• **RECORDS TO PROCESS**:
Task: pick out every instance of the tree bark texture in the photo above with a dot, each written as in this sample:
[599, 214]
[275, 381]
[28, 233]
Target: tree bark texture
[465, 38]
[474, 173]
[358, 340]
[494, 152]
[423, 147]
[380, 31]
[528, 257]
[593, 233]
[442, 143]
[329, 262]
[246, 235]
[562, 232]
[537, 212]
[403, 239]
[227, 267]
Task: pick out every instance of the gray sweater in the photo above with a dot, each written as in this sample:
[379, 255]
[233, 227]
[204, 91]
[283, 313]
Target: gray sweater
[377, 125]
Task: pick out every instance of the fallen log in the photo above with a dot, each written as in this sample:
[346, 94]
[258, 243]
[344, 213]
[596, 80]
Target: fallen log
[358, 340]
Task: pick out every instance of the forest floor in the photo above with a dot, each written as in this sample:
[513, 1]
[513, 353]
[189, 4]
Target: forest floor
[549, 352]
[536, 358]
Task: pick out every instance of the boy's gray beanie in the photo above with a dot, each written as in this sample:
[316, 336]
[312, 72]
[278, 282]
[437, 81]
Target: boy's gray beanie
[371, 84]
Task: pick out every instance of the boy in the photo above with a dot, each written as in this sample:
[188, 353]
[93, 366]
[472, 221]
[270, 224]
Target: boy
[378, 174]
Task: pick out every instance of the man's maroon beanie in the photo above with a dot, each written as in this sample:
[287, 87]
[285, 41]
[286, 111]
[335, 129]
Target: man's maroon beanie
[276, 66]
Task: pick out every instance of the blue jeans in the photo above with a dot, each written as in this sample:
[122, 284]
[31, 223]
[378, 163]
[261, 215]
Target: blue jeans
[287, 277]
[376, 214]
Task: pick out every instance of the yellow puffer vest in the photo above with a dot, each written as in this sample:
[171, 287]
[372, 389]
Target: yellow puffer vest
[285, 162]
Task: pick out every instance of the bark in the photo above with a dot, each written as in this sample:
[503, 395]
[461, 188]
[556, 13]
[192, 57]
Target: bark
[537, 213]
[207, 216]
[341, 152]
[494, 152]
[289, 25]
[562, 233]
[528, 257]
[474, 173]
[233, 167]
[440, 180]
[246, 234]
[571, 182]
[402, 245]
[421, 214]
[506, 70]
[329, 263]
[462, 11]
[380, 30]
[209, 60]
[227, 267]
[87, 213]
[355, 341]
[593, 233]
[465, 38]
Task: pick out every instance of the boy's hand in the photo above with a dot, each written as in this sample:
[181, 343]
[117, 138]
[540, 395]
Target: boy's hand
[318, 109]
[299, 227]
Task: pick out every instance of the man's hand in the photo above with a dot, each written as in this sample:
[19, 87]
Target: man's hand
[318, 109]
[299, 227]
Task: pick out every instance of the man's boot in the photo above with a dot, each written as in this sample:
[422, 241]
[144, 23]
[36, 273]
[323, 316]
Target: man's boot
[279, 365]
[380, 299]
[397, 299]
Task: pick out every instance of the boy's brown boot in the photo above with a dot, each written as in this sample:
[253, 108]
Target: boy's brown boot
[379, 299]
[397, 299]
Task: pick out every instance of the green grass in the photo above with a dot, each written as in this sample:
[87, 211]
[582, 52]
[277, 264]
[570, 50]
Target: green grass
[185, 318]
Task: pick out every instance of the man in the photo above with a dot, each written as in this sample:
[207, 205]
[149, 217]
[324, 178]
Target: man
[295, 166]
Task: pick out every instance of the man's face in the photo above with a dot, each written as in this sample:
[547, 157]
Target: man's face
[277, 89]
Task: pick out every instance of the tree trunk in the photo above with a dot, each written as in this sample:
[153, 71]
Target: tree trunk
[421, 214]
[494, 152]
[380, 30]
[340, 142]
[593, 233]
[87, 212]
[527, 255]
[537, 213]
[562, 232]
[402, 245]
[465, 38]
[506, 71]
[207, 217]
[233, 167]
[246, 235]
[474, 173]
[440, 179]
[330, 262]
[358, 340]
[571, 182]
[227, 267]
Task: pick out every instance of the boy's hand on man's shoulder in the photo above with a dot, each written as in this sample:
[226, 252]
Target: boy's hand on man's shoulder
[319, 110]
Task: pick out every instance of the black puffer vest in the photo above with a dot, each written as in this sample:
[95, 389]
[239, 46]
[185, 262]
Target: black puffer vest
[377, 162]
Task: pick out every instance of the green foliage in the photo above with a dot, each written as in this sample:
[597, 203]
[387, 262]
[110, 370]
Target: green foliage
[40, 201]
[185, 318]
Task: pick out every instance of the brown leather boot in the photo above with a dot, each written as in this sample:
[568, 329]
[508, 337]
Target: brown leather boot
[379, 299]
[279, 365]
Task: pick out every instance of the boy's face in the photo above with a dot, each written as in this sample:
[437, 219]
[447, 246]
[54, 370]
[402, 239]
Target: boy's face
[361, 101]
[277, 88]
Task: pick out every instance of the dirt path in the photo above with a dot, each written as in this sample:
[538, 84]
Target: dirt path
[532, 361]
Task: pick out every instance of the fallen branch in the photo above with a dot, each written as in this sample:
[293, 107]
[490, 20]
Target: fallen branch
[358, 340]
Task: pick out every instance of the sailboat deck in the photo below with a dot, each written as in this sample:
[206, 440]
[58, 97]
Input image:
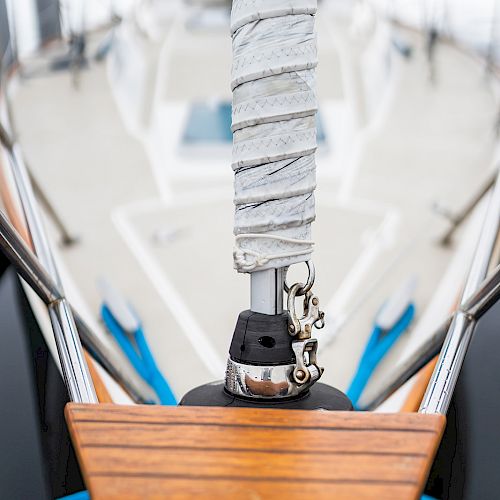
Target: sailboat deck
[131, 452]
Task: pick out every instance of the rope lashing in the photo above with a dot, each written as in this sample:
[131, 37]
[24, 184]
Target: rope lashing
[274, 131]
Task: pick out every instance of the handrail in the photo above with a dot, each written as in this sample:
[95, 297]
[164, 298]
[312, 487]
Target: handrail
[73, 365]
[476, 297]
[50, 291]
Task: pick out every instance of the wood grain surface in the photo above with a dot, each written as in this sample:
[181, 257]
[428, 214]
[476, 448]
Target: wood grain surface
[132, 452]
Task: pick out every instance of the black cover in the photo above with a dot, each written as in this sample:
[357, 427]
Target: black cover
[262, 339]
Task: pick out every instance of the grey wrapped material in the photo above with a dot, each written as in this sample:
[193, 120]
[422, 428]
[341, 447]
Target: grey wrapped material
[274, 131]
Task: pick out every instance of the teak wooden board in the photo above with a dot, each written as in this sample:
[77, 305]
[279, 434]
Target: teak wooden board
[132, 452]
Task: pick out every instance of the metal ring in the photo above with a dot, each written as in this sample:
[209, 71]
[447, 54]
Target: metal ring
[310, 280]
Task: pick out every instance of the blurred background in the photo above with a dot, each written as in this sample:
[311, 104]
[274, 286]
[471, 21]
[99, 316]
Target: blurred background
[122, 111]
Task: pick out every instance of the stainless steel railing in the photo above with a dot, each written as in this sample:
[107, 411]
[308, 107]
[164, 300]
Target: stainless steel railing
[41, 273]
[477, 296]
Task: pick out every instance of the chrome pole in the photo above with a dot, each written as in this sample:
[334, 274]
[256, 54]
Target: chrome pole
[439, 392]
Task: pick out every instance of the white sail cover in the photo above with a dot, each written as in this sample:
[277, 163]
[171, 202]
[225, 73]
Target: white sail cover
[274, 131]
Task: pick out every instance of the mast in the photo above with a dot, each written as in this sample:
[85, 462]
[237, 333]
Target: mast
[272, 356]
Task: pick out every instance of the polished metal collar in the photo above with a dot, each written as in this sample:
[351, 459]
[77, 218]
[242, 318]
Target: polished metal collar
[266, 382]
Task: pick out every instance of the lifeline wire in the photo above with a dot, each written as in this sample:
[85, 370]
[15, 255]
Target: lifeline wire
[274, 131]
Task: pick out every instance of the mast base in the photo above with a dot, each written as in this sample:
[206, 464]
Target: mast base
[318, 397]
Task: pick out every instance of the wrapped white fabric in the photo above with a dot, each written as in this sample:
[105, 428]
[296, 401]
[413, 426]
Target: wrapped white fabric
[274, 131]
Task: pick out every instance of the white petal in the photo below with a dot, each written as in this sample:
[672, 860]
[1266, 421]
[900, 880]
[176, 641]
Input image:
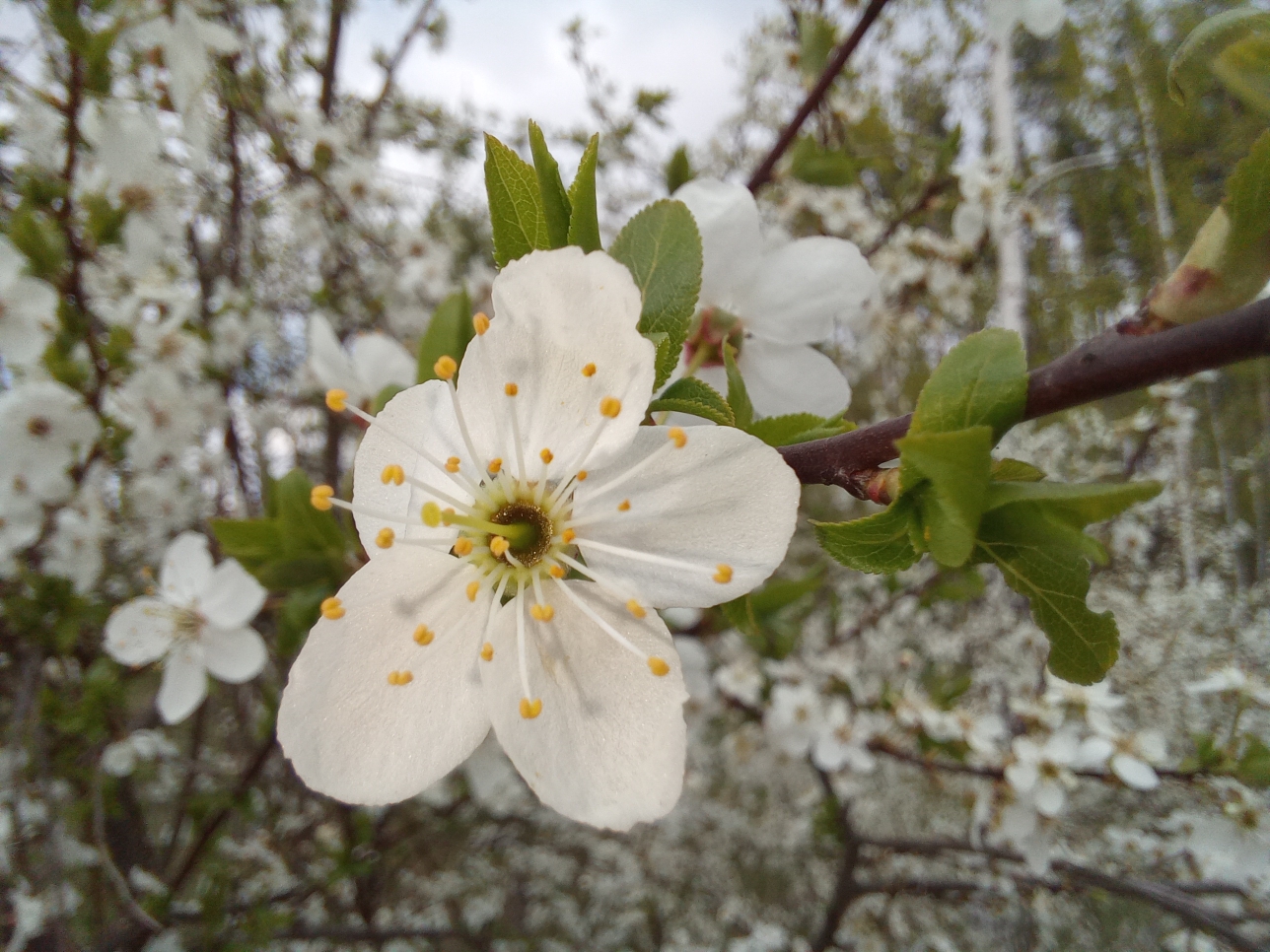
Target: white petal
[569, 311]
[327, 361]
[424, 415]
[806, 286]
[731, 242]
[233, 655]
[351, 734]
[1134, 772]
[233, 597]
[186, 568]
[723, 499]
[379, 361]
[184, 683]
[609, 744]
[140, 631]
[788, 378]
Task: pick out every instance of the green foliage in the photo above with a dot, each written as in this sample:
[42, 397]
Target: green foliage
[690, 395]
[449, 334]
[662, 250]
[295, 546]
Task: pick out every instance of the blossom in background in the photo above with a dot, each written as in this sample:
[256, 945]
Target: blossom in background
[475, 503]
[772, 304]
[370, 364]
[197, 624]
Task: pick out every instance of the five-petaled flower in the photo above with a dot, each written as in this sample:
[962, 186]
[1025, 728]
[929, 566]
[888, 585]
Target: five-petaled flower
[197, 624]
[523, 527]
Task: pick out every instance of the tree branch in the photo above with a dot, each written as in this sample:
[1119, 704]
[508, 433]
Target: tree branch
[763, 172]
[1106, 366]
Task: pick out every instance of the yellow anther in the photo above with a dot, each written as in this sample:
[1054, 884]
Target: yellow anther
[431, 514]
[531, 709]
[445, 367]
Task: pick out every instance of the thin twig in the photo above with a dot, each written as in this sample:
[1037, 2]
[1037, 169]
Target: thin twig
[763, 172]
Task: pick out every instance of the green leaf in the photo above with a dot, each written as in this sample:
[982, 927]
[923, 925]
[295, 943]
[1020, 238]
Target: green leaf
[878, 543]
[1055, 580]
[516, 214]
[956, 466]
[555, 202]
[1015, 471]
[678, 170]
[449, 334]
[1080, 503]
[1205, 44]
[738, 397]
[821, 167]
[690, 395]
[662, 250]
[585, 216]
[983, 381]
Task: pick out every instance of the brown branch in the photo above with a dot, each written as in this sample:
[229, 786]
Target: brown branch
[763, 172]
[1106, 366]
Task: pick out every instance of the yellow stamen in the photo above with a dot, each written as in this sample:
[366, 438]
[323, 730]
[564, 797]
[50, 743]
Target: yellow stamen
[445, 367]
[318, 498]
[531, 709]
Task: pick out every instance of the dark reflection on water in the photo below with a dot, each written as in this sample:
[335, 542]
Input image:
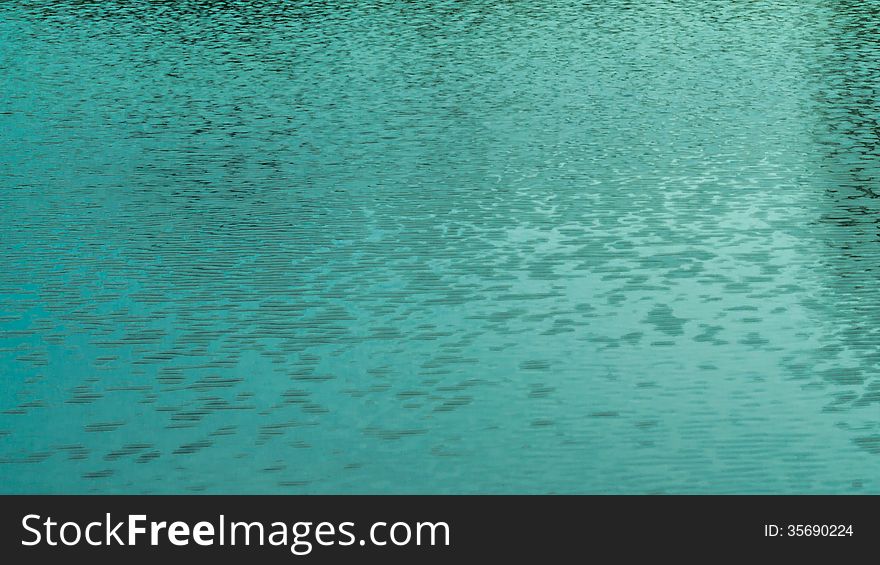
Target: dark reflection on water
[848, 105]
[307, 247]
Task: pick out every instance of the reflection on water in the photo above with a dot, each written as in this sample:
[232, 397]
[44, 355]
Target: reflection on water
[263, 247]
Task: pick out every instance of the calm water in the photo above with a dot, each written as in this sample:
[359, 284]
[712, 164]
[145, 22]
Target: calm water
[458, 247]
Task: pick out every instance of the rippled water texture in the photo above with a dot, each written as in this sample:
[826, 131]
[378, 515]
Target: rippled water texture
[458, 247]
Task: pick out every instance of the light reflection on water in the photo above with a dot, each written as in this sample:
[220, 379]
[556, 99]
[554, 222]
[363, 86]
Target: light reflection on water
[264, 247]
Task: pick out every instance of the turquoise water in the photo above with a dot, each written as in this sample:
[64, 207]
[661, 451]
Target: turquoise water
[457, 247]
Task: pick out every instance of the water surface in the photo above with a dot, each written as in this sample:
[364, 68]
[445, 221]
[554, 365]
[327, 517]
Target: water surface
[293, 247]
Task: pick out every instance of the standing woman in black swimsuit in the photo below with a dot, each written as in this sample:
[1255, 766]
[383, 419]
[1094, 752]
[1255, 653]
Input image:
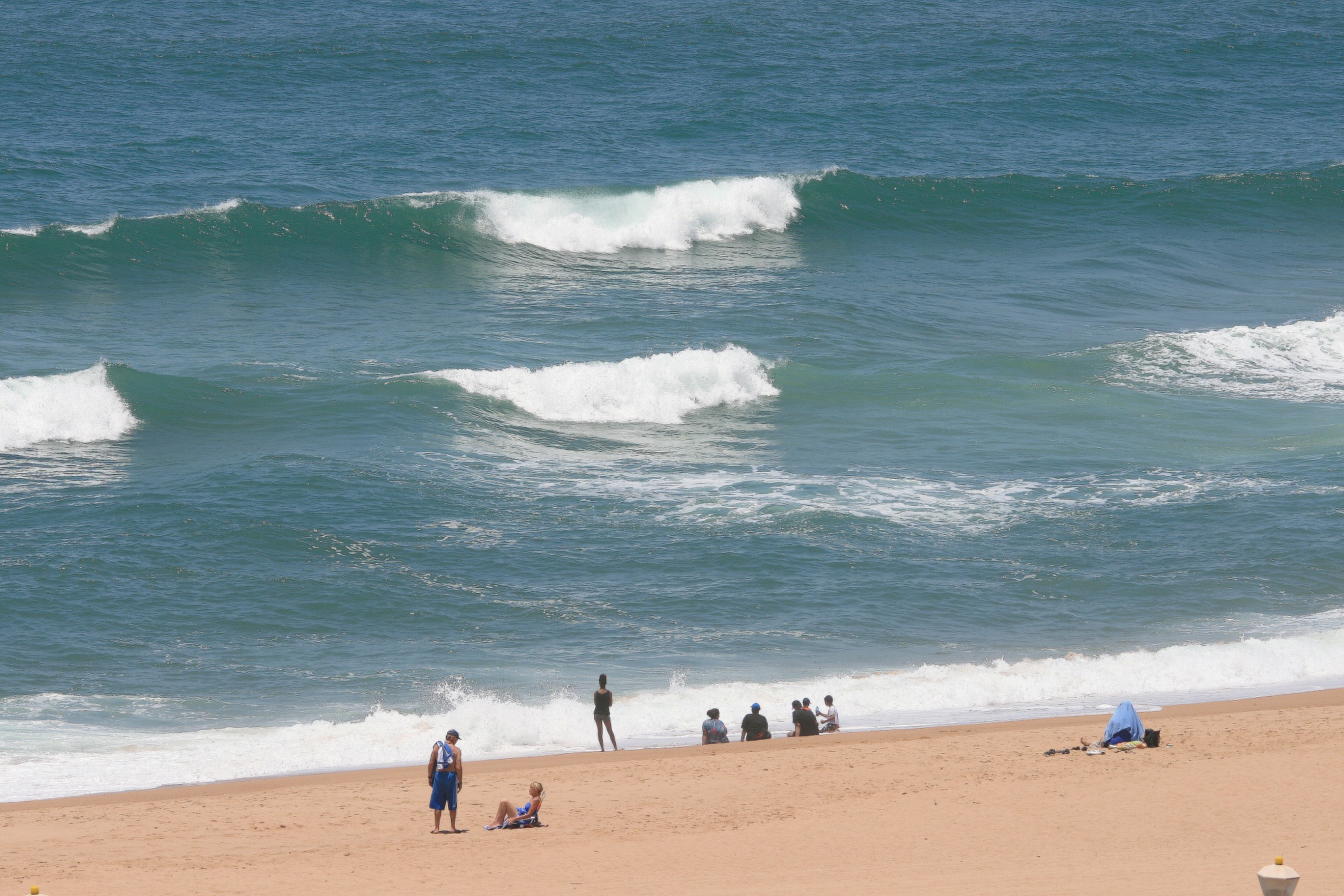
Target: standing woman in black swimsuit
[603, 713]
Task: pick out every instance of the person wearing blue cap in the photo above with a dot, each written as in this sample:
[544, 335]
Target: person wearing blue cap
[755, 726]
[445, 777]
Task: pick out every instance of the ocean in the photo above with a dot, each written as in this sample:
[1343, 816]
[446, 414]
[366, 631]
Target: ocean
[374, 368]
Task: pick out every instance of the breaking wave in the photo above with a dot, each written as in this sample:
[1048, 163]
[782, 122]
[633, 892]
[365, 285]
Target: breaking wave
[968, 505]
[670, 218]
[660, 388]
[64, 407]
[1298, 362]
[90, 758]
[666, 218]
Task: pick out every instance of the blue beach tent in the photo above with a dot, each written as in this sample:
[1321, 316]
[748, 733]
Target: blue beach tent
[1126, 719]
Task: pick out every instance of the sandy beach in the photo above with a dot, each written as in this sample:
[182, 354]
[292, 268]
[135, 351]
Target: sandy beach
[939, 811]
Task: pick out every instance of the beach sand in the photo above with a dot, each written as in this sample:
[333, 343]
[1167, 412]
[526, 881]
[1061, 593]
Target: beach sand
[967, 811]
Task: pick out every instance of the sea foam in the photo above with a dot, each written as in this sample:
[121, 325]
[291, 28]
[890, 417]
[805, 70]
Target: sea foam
[71, 755]
[670, 218]
[70, 407]
[964, 504]
[1298, 362]
[662, 388]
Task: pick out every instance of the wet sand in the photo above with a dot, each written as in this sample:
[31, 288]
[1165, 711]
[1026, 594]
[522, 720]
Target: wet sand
[965, 811]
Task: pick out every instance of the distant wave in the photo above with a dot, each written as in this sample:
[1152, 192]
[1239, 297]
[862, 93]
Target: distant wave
[660, 388]
[1300, 362]
[672, 216]
[65, 752]
[70, 407]
[962, 504]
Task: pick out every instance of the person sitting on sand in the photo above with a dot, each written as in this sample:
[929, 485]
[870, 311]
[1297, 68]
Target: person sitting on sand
[445, 777]
[528, 816]
[804, 723]
[714, 731]
[755, 726]
[828, 718]
[1124, 726]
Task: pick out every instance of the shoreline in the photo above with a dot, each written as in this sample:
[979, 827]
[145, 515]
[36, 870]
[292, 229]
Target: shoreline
[1294, 700]
[1167, 701]
[955, 809]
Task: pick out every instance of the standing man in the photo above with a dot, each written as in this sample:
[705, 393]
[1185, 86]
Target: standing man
[445, 777]
[831, 718]
[755, 727]
[804, 723]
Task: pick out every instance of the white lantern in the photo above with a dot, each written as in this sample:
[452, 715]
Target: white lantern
[1278, 879]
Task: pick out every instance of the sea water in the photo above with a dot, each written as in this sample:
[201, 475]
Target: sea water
[374, 368]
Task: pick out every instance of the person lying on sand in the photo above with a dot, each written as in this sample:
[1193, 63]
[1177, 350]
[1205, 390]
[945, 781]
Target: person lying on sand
[508, 816]
[1124, 726]
[830, 718]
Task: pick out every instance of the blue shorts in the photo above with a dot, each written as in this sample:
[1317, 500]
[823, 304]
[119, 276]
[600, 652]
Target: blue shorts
[445, 792]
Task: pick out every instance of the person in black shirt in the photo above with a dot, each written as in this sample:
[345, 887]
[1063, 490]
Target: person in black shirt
[603, 713]
[755, 727]
[804, 723]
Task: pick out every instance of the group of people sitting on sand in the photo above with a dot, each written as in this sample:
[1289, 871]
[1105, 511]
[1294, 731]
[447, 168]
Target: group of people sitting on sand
[756, 727]
[445, 758]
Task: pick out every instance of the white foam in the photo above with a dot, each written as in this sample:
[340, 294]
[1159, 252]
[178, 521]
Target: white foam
[730, 496]
[70, 407]
[218, 209]
[670, 218]
[45, 757]
[662, 388]
[92, 230]
[1298, 362]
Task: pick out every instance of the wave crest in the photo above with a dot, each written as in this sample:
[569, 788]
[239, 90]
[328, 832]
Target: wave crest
[660, 388]
[1298, 362]
[65, 754]
[65, 407]
[670, 218]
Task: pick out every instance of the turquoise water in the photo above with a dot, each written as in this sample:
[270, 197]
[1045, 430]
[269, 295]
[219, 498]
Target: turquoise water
[375, 367]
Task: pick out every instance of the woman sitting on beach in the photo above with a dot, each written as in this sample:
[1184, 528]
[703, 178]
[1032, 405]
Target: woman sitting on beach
[713, 731]
[526, 817]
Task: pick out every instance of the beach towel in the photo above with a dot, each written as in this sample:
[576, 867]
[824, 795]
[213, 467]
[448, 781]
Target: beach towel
[1126, 719]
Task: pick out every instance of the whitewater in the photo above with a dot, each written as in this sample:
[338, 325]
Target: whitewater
[93, 760]
[62, 407]
[704, 356]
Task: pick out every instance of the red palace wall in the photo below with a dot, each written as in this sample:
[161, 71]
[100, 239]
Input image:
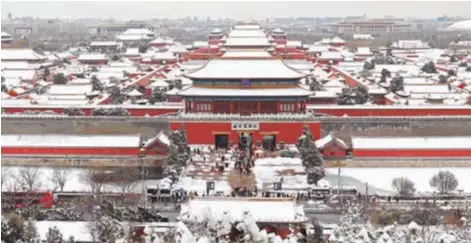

• **STATED EXERCISE**: How many lines of the material above contain the string "wire"? Reply with the number alone.

• **REPLY**: 2